**WORK TO COMPLETE**
Convert the lines starting at the one containing "Thank you for the photo. Could you indicate the fingers" and ending at the one containing "<point>408,288</point>" into a JSON list of strings, one string per line, with blank lines left out.

_ _ _

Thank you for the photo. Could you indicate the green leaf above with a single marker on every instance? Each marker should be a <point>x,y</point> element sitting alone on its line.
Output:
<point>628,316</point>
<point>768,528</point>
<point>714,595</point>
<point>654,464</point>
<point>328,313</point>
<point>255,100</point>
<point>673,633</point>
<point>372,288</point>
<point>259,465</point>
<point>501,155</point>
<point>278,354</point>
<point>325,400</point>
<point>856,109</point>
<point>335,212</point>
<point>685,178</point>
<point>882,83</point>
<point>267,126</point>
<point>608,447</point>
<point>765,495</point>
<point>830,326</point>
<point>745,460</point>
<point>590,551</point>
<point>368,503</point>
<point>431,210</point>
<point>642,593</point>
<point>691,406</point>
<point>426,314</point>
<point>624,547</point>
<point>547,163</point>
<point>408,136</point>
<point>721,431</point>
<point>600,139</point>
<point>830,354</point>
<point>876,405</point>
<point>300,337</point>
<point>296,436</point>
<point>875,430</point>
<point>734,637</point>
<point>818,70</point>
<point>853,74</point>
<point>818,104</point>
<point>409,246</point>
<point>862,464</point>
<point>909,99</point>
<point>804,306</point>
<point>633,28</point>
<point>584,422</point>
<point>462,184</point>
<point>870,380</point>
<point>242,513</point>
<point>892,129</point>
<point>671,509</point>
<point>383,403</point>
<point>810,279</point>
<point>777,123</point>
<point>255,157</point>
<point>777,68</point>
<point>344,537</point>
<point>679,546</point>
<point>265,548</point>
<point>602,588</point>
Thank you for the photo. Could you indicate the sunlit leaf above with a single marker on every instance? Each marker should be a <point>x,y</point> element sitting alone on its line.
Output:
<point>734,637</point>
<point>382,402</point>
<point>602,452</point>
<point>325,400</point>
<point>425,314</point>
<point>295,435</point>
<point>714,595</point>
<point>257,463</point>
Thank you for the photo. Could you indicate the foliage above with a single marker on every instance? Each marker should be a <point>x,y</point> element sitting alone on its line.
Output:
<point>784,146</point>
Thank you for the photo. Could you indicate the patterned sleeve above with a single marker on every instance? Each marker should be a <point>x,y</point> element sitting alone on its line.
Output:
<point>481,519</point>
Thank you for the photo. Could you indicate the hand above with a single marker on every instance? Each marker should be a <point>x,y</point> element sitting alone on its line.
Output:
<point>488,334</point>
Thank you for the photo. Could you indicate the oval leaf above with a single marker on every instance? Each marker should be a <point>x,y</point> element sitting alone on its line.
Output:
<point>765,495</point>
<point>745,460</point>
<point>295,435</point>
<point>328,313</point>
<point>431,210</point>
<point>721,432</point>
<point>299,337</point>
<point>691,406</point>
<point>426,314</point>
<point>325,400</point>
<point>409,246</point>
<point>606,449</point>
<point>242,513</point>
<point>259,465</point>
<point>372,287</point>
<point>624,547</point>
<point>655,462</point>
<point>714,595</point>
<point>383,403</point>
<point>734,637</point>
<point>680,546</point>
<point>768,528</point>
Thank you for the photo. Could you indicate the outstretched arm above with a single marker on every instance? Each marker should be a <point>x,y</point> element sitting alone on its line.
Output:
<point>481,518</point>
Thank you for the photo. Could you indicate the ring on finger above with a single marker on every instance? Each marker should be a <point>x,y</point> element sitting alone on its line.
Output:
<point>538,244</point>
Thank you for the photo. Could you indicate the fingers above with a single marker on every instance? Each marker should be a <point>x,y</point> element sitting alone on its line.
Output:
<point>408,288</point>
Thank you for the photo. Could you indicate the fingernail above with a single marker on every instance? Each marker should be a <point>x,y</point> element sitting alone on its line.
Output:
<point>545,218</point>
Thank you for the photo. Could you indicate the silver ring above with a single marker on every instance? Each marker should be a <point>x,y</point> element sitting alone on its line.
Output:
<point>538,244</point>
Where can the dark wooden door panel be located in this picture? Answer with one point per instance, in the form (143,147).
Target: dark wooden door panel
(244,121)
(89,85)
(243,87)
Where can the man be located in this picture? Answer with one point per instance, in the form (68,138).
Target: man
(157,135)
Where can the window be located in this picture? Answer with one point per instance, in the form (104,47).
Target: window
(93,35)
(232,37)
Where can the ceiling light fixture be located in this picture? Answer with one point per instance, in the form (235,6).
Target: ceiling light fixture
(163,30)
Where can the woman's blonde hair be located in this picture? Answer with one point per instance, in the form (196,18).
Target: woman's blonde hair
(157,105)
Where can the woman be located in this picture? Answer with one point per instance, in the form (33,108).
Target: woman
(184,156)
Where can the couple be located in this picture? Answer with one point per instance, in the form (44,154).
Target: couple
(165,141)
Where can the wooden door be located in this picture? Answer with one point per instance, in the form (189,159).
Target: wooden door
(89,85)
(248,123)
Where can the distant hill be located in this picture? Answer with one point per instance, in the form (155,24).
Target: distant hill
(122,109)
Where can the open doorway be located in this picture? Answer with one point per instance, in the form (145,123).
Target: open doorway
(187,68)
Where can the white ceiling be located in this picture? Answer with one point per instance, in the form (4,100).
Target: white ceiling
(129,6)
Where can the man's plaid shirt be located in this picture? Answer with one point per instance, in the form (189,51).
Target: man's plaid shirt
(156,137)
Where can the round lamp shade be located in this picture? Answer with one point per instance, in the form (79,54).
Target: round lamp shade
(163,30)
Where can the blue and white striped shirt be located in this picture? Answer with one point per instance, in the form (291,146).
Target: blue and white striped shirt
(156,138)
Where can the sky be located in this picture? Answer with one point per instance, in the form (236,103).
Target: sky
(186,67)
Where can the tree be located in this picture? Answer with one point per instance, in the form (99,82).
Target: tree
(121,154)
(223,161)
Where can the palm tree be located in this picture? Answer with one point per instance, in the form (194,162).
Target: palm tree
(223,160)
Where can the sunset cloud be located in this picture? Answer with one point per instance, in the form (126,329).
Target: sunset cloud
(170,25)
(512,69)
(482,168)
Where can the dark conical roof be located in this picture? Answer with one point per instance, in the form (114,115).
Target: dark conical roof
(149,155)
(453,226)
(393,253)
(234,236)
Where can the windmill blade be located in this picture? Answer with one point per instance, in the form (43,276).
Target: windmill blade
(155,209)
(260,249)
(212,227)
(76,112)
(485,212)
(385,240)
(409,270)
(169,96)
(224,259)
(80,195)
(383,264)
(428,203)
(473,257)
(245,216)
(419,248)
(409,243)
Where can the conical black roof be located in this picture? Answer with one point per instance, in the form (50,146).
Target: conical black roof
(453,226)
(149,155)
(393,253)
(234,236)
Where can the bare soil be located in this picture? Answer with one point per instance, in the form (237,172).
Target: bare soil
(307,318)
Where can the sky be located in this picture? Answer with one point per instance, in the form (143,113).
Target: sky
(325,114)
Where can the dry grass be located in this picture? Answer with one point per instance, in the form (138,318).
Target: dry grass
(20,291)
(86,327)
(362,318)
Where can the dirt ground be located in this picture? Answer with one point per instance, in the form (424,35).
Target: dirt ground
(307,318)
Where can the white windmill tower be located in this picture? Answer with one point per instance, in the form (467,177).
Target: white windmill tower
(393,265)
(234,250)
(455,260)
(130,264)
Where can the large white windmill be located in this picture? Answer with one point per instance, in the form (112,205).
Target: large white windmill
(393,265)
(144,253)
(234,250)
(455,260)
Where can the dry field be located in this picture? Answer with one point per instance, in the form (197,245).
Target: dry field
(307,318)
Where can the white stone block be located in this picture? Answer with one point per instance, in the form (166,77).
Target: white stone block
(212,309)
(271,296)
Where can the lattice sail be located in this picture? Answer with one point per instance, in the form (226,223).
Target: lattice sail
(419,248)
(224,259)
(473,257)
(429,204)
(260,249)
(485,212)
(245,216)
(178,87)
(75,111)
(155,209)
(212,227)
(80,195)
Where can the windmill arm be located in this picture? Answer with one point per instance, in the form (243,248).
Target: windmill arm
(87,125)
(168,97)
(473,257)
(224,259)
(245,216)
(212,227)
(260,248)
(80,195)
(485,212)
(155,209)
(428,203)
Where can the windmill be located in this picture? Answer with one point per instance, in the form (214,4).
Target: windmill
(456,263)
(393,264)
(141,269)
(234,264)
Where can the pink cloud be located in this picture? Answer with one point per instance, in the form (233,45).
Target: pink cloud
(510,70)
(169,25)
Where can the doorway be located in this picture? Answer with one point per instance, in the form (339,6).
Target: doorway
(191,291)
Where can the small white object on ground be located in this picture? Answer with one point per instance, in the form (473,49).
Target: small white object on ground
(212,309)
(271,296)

_ _ _

**EXERCISE OUTPUT**
[
  "Thank you for the photo. Could you indicate the fingers above with a single marker on every instance? Each marker should be a <point>x,y</point> element sitting alone on its line.",
  "Output:",
  "<point>408,288</point>"
]